**PASSAGE FOURNI**:
-------------------------
Laure Adler [www.grasset.fr - J.-F. Paga]
Entretien avec Laure Adler, auteure de "La Voyageuse de nuit" / QWERTZ / 35 min. / le 2 octobre 2020
Laure Adler, femme de radio et écrivaine très engagée dans les questions féministes, a écrit des biographies de femmes qui font date (Duras, Arendt, Weil). Avec son livre "La voyageuse de nuit", elle se lance à 70 ans dans une enquête au pays de la vieillesse.

Cette enquête, entamée en 2014, est aussi un voyage culturel: peinture, théâtre, cinéma, danse, littérature sont convoqués pour explorer les territoires de la vieillesse. A commencer par l'origine du titre, tiré d'une citation du livre de Chateaubriand, "La vie de Rancé": "La vieillesse est une voyageuse de nuit: la terre lui est cachée; elle ne découvre plus que le ciel".

Un des détonateurs de cette démarche, c'est le livre "La Vieillesse" de Simone de Beauvoir, écrit il y a cinquante ans, dans lequel l'écrivaine affirme que "la vieillesse est un secret honteux et un sujet interdit".

Une situation qui s'aggrave

Pour Laure Adler, la situation s'est aggravée depuis les années 1970. "La vieillesse est devenue une exclusion, de facto, une invisibilisation, on ne doit pas en parler, on ne doit pas se montrer, on est des personnes 'à risque', on est des personnes dangereuses, on est des personnes emmerdeuses", déclare-t-elle.
-------------------------
**EXTRAIT DE DONNÉES**:
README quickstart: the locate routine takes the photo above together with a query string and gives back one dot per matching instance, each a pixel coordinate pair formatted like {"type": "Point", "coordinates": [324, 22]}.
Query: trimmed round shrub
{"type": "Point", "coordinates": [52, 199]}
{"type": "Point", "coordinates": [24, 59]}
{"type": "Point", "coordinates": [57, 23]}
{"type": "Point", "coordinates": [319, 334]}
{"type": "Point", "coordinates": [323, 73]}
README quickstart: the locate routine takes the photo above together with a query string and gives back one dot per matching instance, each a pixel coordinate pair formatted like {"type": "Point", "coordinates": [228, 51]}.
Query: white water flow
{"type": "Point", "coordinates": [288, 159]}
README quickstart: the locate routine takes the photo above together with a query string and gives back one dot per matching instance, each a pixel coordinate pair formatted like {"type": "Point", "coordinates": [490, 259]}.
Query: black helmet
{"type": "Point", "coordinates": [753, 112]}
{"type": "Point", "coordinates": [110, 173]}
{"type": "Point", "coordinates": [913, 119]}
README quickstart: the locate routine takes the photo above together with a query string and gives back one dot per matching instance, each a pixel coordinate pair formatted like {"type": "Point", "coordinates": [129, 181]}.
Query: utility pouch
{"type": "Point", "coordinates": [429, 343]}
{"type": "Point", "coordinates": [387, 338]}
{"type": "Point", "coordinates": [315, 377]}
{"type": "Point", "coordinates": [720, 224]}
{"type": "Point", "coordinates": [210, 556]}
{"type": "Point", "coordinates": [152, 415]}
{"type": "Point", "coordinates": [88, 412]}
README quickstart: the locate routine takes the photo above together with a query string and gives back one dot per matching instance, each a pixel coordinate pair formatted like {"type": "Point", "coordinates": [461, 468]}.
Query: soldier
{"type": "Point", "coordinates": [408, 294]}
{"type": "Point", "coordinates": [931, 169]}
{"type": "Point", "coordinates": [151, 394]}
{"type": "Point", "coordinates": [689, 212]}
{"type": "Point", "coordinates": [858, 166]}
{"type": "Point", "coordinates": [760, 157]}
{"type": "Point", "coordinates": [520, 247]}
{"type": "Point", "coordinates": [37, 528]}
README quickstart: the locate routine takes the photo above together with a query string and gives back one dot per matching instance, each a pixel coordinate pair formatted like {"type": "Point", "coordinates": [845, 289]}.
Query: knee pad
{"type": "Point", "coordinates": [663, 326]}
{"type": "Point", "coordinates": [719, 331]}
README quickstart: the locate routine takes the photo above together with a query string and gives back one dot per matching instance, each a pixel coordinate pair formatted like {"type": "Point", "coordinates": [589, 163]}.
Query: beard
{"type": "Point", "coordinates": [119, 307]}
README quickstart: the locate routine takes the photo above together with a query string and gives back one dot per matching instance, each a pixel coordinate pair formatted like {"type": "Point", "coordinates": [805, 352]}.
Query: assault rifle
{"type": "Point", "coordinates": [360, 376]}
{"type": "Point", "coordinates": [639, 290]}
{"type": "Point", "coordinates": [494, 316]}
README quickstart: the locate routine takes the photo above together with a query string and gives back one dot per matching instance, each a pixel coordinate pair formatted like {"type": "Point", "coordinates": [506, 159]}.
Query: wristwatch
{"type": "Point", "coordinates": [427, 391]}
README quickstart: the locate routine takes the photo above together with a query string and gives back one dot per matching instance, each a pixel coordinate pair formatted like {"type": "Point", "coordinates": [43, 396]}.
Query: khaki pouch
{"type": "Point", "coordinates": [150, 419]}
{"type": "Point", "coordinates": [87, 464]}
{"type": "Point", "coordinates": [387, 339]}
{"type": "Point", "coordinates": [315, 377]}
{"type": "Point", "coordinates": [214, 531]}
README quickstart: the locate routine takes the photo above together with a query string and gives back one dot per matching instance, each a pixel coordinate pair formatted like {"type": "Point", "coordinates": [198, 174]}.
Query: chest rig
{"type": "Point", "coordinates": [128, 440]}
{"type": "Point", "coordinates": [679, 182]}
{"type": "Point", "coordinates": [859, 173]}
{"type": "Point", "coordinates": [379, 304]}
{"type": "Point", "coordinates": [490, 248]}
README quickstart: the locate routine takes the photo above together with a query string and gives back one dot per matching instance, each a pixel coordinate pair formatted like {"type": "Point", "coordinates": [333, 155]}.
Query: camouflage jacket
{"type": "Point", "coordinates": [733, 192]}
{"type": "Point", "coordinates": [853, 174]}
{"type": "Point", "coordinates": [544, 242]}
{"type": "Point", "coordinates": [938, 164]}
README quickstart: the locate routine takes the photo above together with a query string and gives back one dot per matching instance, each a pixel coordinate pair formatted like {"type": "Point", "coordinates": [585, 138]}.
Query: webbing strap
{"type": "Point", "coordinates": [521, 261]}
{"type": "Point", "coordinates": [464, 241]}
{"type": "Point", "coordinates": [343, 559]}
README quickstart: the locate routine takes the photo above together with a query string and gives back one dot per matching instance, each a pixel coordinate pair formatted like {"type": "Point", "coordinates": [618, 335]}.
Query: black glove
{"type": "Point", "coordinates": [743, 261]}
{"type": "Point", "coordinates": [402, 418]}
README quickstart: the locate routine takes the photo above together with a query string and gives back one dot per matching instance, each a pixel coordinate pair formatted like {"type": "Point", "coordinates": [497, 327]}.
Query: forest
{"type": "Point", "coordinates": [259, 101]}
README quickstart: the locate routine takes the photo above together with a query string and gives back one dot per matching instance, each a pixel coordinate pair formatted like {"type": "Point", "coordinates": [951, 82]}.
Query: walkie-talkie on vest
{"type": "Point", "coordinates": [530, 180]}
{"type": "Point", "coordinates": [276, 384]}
-------------------------
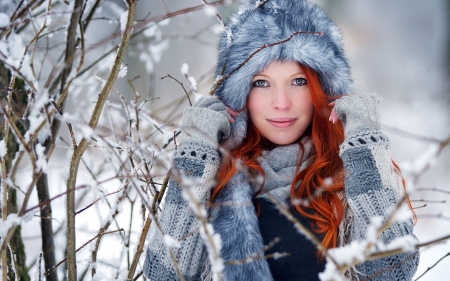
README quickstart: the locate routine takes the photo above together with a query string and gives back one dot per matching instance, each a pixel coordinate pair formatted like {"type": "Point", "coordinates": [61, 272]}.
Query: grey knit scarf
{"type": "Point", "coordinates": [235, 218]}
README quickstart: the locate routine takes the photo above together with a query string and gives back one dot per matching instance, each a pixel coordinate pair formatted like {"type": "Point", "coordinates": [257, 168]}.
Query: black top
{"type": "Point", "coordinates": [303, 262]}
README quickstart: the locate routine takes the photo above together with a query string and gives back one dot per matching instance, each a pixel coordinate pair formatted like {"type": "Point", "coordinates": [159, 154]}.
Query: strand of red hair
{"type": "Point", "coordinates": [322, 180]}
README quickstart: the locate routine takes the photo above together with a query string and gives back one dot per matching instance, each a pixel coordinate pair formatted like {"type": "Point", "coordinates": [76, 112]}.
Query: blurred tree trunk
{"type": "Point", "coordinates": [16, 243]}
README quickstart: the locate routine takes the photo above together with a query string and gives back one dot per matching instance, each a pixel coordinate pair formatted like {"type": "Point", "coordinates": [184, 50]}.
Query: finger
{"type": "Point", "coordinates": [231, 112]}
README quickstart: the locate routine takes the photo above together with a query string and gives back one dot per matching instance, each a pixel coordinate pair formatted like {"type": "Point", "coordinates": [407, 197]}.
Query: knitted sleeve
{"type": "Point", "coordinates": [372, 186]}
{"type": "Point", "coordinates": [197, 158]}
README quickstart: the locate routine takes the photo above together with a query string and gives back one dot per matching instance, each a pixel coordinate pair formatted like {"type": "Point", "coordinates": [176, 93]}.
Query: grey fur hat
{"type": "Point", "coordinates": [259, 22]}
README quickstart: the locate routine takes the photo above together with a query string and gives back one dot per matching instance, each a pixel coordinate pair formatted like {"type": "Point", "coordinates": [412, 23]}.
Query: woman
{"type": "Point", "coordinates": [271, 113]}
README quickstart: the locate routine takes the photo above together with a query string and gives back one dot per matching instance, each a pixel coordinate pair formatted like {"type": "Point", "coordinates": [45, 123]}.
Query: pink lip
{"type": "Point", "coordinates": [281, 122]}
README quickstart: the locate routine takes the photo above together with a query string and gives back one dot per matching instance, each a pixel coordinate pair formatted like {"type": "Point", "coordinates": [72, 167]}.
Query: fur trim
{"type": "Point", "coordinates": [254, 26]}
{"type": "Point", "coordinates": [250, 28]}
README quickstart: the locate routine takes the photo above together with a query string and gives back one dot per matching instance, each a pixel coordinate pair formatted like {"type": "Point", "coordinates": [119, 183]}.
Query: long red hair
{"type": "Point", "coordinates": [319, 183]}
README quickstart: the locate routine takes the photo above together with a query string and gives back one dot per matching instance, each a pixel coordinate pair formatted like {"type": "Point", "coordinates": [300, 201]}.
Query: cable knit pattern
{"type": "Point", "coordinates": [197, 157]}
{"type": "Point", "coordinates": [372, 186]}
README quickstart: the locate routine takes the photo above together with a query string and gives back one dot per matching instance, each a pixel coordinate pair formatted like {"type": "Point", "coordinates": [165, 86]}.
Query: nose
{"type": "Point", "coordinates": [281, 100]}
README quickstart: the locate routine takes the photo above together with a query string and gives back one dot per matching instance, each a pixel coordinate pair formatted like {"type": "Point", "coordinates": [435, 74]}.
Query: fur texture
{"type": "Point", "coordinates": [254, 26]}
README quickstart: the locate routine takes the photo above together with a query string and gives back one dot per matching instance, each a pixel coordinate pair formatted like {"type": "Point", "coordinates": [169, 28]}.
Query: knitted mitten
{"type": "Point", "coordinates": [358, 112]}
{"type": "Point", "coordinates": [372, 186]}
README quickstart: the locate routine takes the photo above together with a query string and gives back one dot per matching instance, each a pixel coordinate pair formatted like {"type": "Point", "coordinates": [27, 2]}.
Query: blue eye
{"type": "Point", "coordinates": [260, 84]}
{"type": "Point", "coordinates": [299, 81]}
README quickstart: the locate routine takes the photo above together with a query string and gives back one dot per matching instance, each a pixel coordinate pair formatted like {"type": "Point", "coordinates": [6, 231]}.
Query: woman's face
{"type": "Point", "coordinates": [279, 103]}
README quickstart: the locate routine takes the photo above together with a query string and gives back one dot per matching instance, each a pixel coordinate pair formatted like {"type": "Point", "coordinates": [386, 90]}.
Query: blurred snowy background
-------------------------
**CONSIGNE A**: Affichez toutes les lignes des entrées qui contiennent le mot "hair".
**CONSIGNE B**: Poursuivez, s'il vous plaît, le texte sur l'enquête de Laure Adler consacrée à la vieillesse, à partir de l'endroit où il s'arrête.

**RÉPONSE A**:
Query: strand of red hair
Query: long red hair

**RÉPONSE B**:
Politique, économique, sociale, la question de la vieillesse est abordée sur tous ces plans, avec un accent particulier sur les structures actuelles censées accueillir le grand âge (les EHPAD, l'équivalent des EMS en Suisse). Laure Adler partage son indignation avec ferveur.

Est-ce un hasard si, après les récents cimetières situés en dehors du cœur des villes, les nouveaux EHPAD sont, eux aussi, pour la plupart, loin du cœur de la cité?

Laure Adler, "La voyageuse de nuit"

Laure Adler est une écrivaine célèbre pour ses biographies de femmes et ses essais autour des questions féministes. Dans "La voyageuse de nuit", elle souligne combien le constat de la vieillesse est encore plus noir quand il s'agit des femmes.

Il y a pire qu'un vieux sans signe distinctif. C'est une vieille. Il y a pire qu'une vieille. C'est un vieux pauvre. Il y a pire qu'un vieux pauvre: c'est une vieille pauvre.

Laure Adler, "La voyageuse de nuit"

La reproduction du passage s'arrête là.